Crash Course for Bernanke
I am reading an interesting article from October 2000 called A Crash Course for Central Bankers. The following excerpt seems strikingly pertinent:
There’s no denying that a collapse in stock prices today would pose serious macroeconomic challenges for the United States. Consumer spending would slow, and the U.S. economy would become less of a magnet for foreign investors. Economic growth, which in any case has recently been at unsustainable levels, would decline somewhat.
History proves, however, that a smart central bank can protect the economy and the financial sector from the nastier side effects of a stock market collapse.

• • • • • • •

• **Short task**
Quote the stretch of the passage about central banks and market crashes from "History proves, however, that" through "stock market collapse.". Draw only on the passage about central banks and market crashes.

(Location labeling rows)
• • • • • • •

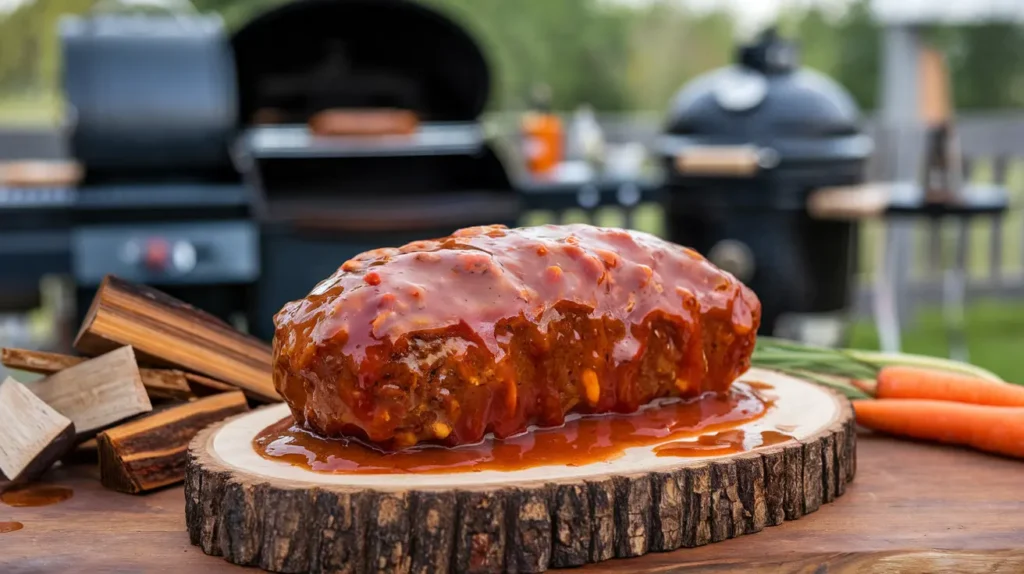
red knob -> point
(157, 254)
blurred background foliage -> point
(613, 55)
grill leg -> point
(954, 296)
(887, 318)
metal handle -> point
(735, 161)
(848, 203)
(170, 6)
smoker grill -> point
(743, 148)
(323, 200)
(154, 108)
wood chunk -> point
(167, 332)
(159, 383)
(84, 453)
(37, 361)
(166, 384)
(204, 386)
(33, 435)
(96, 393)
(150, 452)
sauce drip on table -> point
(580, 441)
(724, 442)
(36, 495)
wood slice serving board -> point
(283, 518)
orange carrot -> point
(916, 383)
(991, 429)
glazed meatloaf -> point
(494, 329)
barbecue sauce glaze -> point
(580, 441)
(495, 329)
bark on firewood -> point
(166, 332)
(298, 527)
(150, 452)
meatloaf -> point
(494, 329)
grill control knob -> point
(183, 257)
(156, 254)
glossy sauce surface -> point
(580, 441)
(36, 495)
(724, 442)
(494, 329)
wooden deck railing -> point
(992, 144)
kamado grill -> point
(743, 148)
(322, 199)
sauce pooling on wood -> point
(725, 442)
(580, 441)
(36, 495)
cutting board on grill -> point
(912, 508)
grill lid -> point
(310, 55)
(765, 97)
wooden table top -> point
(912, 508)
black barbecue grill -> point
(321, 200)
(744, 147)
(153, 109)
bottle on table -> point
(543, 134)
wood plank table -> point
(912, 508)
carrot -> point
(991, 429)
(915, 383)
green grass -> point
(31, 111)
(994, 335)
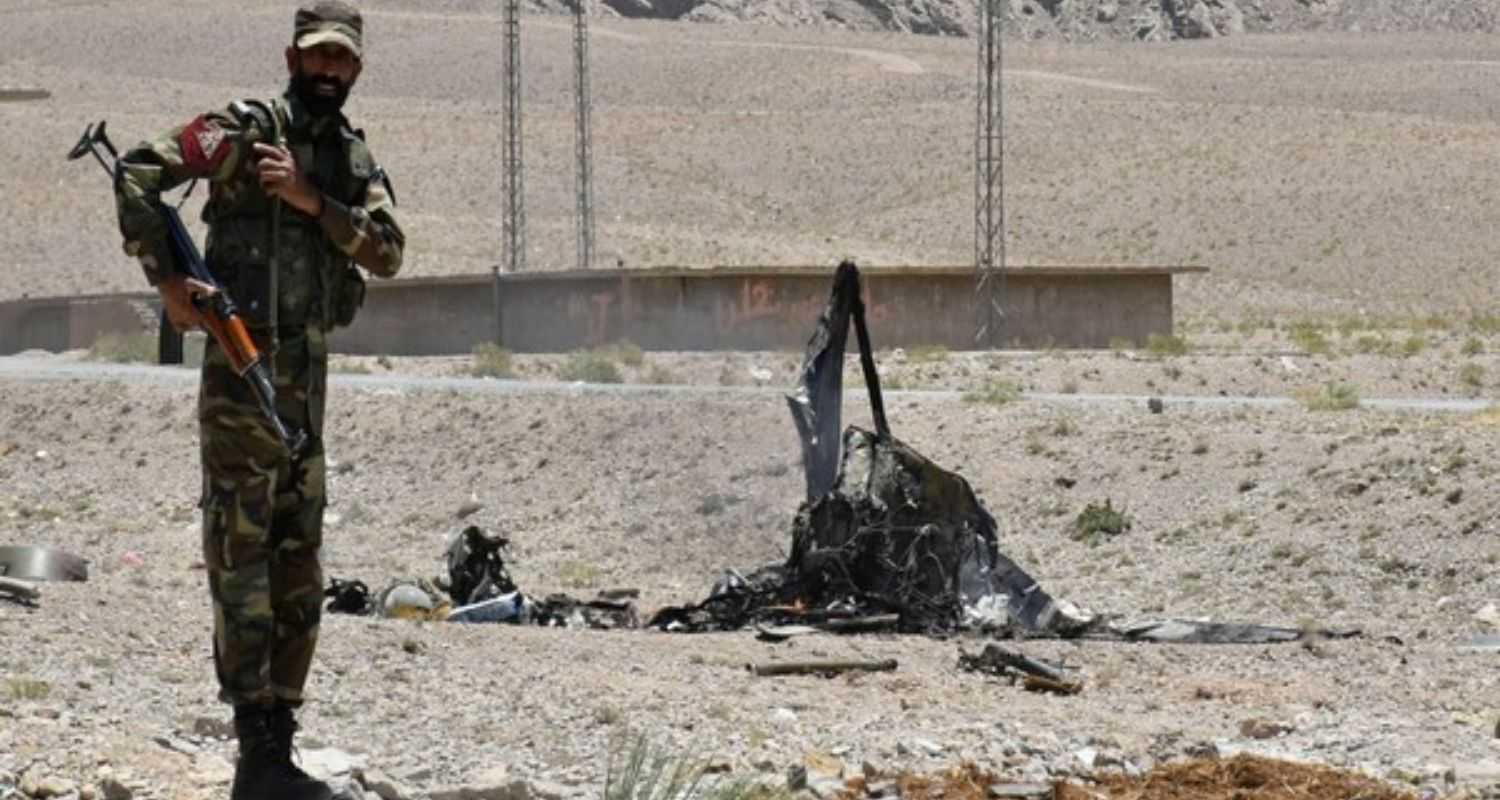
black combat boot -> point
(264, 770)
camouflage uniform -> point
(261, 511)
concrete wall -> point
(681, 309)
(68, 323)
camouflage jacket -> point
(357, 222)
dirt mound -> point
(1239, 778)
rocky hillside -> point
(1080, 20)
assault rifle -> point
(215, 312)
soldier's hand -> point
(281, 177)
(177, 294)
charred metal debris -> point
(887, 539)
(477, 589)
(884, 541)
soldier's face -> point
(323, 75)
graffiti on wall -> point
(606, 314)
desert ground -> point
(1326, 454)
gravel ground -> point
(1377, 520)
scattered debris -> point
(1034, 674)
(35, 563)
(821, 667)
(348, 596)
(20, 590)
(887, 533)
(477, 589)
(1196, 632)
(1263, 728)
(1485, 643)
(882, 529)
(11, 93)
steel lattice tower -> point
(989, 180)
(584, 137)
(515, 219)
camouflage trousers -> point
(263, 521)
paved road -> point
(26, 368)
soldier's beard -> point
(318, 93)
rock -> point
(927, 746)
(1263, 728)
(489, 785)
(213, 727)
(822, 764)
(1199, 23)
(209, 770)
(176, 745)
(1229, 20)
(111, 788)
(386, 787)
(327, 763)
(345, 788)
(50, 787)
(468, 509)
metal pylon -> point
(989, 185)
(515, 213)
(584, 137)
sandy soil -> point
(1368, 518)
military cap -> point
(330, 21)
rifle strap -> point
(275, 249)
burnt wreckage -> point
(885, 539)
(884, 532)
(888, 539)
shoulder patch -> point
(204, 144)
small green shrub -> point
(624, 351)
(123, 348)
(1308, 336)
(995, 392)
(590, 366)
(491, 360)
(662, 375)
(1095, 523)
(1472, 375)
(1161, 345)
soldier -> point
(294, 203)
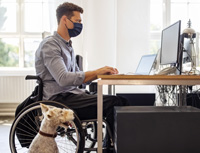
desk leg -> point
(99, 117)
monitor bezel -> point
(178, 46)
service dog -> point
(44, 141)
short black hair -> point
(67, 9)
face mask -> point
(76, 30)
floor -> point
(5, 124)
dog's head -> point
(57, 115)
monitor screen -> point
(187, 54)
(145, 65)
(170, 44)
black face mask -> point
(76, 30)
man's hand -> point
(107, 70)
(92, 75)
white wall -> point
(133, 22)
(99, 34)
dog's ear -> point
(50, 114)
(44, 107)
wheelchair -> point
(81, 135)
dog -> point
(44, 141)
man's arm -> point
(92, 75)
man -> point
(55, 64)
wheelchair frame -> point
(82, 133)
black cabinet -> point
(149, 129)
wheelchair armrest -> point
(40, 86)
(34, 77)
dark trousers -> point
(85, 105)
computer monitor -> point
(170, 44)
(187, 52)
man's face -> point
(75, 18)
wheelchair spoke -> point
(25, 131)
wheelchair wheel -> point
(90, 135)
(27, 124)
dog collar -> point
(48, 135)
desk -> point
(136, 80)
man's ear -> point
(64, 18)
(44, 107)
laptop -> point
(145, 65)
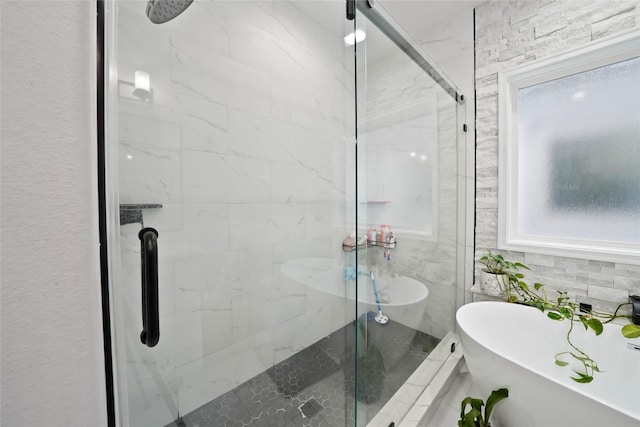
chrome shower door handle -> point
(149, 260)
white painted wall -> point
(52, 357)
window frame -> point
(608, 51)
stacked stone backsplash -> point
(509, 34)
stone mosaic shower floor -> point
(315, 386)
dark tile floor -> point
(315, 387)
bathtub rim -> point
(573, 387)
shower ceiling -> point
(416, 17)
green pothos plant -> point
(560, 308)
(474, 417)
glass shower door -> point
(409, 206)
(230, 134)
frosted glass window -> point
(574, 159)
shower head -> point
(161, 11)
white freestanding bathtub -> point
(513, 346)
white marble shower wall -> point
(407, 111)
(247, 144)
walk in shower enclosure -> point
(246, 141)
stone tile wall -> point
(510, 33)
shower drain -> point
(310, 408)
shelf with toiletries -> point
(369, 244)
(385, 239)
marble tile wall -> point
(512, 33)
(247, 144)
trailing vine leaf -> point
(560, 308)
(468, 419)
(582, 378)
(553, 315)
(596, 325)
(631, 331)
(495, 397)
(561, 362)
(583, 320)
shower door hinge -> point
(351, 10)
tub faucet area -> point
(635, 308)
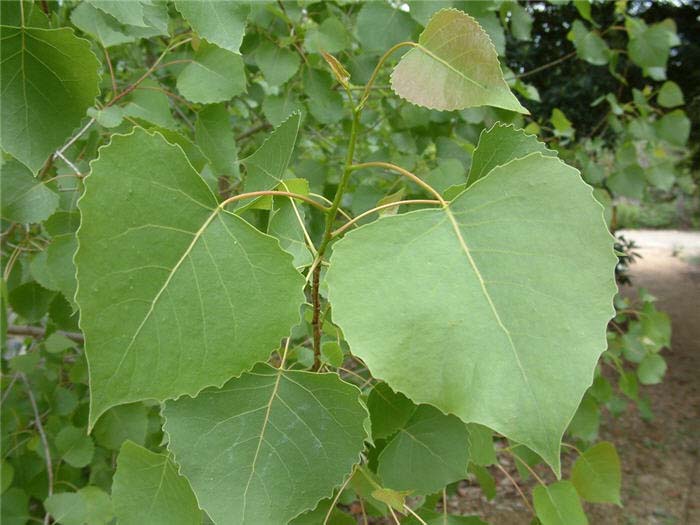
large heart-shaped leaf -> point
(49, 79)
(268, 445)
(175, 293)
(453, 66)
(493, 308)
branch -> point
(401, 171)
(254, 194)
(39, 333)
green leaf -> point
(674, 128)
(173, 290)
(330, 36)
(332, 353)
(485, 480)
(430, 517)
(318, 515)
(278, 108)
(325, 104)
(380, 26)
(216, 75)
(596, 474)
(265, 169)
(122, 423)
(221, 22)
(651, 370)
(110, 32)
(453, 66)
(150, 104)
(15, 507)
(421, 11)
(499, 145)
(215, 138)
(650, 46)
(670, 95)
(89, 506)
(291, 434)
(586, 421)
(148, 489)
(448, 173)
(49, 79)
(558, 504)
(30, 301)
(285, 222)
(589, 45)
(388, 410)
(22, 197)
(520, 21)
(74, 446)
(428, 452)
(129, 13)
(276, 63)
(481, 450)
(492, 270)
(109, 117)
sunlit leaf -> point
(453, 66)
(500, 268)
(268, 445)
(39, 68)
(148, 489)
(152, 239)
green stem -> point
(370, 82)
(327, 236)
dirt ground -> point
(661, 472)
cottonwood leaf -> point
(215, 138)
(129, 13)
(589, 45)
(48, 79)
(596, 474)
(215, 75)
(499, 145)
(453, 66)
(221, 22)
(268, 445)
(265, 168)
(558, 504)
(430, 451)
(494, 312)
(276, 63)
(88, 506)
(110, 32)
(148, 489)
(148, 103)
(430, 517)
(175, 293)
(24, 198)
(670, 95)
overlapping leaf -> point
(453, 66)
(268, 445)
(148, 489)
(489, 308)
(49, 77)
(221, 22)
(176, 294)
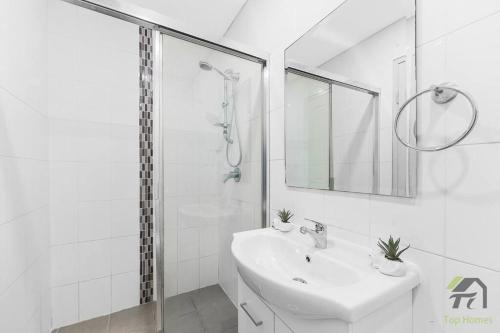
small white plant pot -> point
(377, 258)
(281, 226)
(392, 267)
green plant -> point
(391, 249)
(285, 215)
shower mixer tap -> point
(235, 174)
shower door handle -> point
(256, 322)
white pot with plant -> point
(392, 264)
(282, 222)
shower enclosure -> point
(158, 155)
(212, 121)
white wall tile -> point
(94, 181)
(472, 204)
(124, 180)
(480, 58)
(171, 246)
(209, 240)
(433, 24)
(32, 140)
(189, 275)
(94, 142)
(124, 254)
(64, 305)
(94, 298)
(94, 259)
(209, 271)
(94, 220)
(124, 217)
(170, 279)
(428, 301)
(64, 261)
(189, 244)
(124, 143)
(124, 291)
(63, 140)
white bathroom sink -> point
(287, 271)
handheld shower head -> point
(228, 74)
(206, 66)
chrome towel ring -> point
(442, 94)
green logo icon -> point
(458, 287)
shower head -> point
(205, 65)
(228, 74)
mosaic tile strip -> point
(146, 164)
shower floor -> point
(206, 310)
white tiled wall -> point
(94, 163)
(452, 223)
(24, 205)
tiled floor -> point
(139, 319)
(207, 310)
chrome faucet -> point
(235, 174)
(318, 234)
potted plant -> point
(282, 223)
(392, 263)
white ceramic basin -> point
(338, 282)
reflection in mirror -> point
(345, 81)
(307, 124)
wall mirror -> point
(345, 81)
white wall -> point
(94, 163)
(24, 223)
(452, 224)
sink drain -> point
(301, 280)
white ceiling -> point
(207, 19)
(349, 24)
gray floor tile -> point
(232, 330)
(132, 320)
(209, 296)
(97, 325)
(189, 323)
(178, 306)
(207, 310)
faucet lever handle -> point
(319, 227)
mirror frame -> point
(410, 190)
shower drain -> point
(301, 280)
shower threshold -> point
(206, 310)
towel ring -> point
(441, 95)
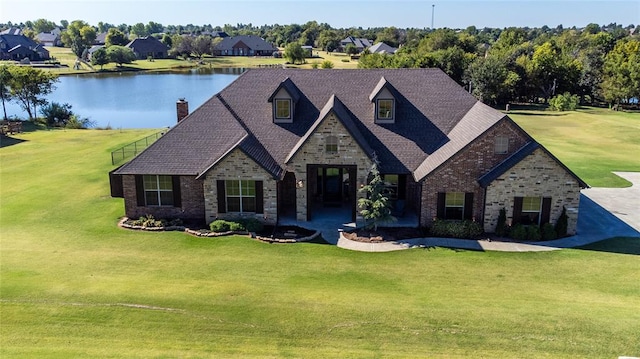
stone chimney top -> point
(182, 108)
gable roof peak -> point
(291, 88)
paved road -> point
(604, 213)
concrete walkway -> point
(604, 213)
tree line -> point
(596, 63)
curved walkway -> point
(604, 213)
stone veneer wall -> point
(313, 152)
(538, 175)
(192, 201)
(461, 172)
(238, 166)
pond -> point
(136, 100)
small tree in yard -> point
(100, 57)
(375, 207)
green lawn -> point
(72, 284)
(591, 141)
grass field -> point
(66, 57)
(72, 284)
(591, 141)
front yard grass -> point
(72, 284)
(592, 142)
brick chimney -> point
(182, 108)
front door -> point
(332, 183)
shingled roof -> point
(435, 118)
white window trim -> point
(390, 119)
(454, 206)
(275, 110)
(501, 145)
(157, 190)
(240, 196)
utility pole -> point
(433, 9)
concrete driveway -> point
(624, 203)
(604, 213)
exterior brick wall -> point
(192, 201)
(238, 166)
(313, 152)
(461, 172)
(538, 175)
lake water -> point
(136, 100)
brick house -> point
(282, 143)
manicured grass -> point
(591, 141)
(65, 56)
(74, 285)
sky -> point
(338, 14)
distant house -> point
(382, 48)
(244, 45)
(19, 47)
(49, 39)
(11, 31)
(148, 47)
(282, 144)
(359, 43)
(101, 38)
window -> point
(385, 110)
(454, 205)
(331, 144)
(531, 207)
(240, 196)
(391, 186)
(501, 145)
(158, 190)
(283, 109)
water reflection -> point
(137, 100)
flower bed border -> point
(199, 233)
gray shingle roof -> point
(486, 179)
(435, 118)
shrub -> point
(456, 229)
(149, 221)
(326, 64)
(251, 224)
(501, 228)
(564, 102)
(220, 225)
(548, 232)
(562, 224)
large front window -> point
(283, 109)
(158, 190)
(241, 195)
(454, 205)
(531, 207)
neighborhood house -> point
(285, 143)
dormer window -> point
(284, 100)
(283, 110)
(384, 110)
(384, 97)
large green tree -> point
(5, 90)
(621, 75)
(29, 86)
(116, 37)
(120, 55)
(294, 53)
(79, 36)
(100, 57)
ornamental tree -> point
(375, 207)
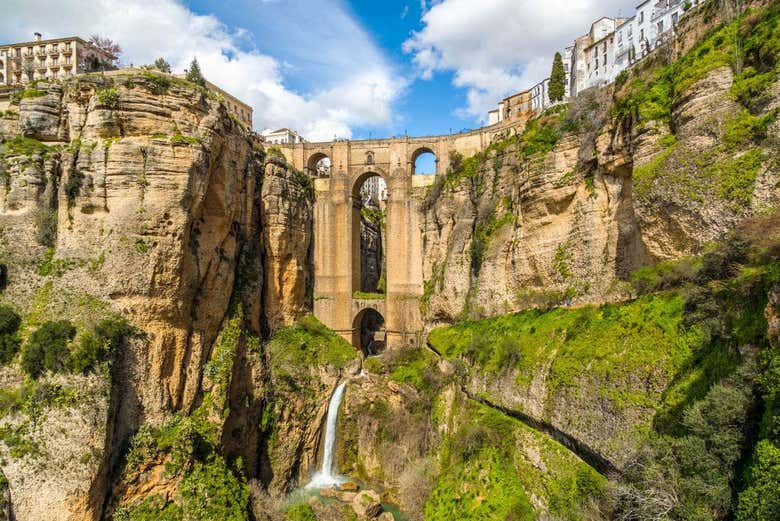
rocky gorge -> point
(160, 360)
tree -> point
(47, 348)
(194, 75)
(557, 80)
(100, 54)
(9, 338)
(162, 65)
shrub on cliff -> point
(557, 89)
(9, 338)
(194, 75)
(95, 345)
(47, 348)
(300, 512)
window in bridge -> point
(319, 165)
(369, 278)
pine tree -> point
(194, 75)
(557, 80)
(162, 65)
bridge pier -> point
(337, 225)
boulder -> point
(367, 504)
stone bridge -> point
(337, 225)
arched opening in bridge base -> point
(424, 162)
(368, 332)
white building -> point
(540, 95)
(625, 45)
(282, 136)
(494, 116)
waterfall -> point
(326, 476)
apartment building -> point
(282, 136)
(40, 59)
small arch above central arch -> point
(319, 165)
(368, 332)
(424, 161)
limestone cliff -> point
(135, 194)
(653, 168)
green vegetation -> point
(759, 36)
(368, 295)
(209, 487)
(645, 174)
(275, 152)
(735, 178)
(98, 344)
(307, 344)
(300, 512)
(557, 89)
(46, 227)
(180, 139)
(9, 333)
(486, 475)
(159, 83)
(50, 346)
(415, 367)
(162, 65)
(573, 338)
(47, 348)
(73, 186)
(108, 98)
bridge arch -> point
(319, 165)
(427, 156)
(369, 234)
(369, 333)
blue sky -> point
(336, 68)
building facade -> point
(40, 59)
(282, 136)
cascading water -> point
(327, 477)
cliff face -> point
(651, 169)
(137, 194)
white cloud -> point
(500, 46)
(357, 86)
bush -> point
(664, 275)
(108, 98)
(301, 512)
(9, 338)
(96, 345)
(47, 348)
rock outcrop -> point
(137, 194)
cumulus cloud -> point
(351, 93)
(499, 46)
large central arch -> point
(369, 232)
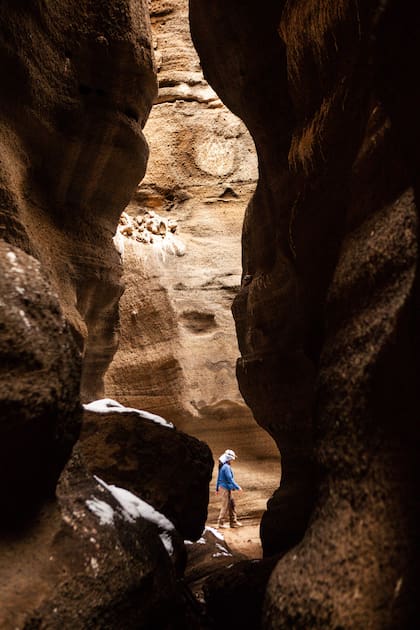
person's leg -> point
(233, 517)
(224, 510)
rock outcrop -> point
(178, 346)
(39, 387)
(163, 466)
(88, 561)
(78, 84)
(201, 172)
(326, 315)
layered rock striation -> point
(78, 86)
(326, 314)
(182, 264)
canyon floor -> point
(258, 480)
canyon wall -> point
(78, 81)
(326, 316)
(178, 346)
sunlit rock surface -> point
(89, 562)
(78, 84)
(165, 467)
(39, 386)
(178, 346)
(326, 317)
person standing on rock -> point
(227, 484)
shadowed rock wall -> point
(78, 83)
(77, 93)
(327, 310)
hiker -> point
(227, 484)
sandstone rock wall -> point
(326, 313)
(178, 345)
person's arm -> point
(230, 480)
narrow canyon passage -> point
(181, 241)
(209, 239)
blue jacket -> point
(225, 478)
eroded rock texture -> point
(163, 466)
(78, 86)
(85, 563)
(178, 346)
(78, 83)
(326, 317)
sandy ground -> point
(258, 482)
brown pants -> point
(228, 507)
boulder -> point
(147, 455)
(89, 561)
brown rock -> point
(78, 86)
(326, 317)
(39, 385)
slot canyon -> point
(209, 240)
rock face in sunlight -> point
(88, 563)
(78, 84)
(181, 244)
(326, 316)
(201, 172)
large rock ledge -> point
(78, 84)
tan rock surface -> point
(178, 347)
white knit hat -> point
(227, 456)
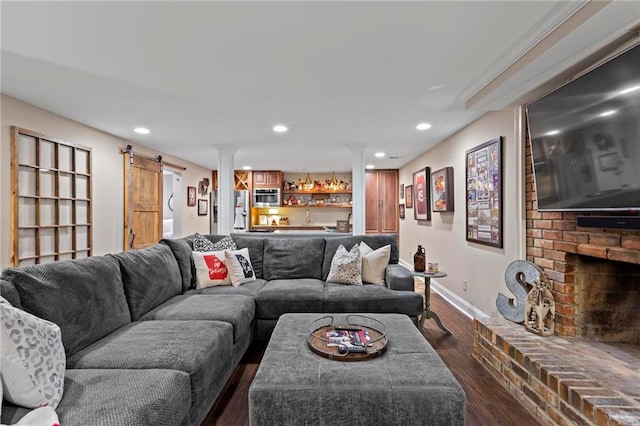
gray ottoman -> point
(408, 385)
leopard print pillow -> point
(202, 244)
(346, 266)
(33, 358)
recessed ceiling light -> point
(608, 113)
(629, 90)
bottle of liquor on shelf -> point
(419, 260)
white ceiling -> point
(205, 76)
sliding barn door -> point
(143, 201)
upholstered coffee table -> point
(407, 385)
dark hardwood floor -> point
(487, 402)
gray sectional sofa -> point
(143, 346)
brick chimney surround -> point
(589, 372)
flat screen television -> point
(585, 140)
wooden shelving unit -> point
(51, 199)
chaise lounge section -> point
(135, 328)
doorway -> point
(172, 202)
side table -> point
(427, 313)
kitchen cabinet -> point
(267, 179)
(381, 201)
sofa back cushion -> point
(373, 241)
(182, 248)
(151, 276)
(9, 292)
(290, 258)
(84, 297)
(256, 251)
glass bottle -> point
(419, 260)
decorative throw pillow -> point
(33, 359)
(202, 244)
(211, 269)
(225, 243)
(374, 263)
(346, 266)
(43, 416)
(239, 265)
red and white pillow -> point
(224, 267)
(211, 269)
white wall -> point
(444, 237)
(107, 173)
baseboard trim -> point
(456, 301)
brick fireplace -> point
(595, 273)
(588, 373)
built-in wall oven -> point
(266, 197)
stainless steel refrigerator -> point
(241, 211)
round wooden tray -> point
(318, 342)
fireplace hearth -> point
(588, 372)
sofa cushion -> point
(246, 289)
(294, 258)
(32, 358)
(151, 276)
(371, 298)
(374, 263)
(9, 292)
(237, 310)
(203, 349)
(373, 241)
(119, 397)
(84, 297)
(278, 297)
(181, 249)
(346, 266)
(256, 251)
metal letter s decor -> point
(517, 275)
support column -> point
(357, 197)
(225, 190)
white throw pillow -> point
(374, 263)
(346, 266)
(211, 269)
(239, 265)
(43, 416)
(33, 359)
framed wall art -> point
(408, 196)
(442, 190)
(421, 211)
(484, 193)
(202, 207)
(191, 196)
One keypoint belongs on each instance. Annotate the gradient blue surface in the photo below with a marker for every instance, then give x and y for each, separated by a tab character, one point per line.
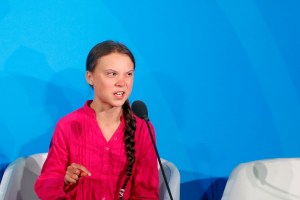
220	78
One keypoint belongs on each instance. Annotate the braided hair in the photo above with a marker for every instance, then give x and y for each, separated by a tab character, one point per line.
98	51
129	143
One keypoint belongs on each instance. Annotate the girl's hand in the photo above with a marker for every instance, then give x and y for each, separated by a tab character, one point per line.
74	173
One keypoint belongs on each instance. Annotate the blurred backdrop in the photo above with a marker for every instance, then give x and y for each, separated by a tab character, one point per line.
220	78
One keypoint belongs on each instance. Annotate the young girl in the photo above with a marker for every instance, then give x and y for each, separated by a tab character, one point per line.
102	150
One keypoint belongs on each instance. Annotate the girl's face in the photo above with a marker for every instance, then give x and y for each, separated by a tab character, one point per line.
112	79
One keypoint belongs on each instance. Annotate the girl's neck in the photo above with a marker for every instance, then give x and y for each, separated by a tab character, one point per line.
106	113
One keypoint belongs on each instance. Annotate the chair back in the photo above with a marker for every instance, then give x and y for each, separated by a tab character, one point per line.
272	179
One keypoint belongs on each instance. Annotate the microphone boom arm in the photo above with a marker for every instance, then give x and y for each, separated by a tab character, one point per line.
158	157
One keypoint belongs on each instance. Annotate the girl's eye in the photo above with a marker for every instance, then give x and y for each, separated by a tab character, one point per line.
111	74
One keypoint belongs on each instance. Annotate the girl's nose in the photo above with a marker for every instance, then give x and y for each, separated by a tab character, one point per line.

• • • • • • •

• **Response below**
History proves, however, that a smart central bank can protect the economy and the financial sector from the nastier side effects of a stock market collapse.